***** PAGE EXTRACT
Contents:
Input Streams and Readers
Output Streams and Writers
File Manipulation
The java.io package contains the fundamental classes for performing input and output operations in Java. These I/O classes can be divided into four basic groups:
All fundamental I/O in Java is based on streams. A stream represents a flow of data, or a channel of communication. Conceptually, there is a reading process at one end of the stream and a writing process at the other end. Java 1.0 supported only byte streams, which meant that Unicode characters were not always handled correctly. As of Java 1.1, there are classes in java.io for both byte streams and character streams. The character stream classes, which are called readers and writers, handle Unicode characters appropriately.
The rest of this chapter describes the classes in java.io that read from and write to streams, as well as the classes that manipulate files. The classes for serializing objects are described in Chapter 7, Object Serialization.
The InputStream class is an abstract class that defines methods to read sequentially from a stream of bytes. Java provides subclasses of the InputStream class for reading from files, StringBuffer objects, and byte arrays, among other things. Other subclasses of InputStream can be chained together to provide additional logic, such as keeping track of the current line number or combining multiple input sources into one logical input stream. It is also easy to define a subclass of InputStream that reads from any other kind of data source.
In Java 1.1, the Reader class is an abstract class that defines methods to read sequentially from a stream of characters. Many of the byte-oriented InputStream subclasses have character-based Reader counterparts. Thus, there are subclasses of Reader for reading from files, character arrays, and String objects.
The InputStream class is the abstract superclass of all other byte input stream classes. It defines three read() methods for reading from a raw stream of bytes:
read() read(byte[] b) read(byte[] b, int off, int len)
If there is no data available to read, these methods block until input is available. The class also defines an available() method that returns the number of bytes that can be read without blocking and a skip() method that skips ahead a specified number of bytes. The InputStream class defines a mechanism for marking a position in the stream and returning to it later, via the mark() and reset() methods. The markSupported() method returns true in subclasses that support these methods.
Because the InputStream class is abstract, you cannot create a "pure" InputStream. However, the various subclasses of InputStream can be used interchangeably. For example, methods often take an InputStream as a parameter. Such a method accepts any subclass of InputStream as an argument.
**********
***** INFORMATION SHOWN
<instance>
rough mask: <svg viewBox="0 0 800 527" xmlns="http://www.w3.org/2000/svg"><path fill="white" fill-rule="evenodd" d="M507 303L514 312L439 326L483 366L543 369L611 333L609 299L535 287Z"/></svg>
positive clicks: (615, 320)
**********
- _EXERCISE DIRECTIONS_
Give the Java I/O page again from "If there is" up to and including "as an argument.", swapping "subclasses" for "child classes". The data has no role in any of this.

- _OUTPUT FOR THIS TASK_
If there is no data available to read, these methods block until input is available. The class also defines an available() method that returns the number of bytes that can be read without blocking and a skip() method that skips ahead a specified number of bytes. The InputStream class defines a mechanism for marking a position in the stream and returning to it later, via the mark() and reset() methods. The markSupported() method returns true in child classes that support these methods.
Because the InputStream class is abstract, you cannot create a "pure" InputStream. However, the various child classes of InputStream can be used interchangeably. For example, methods often take an InputStream as a parameter. Such a method accepts any subclass of InputStream as an argument.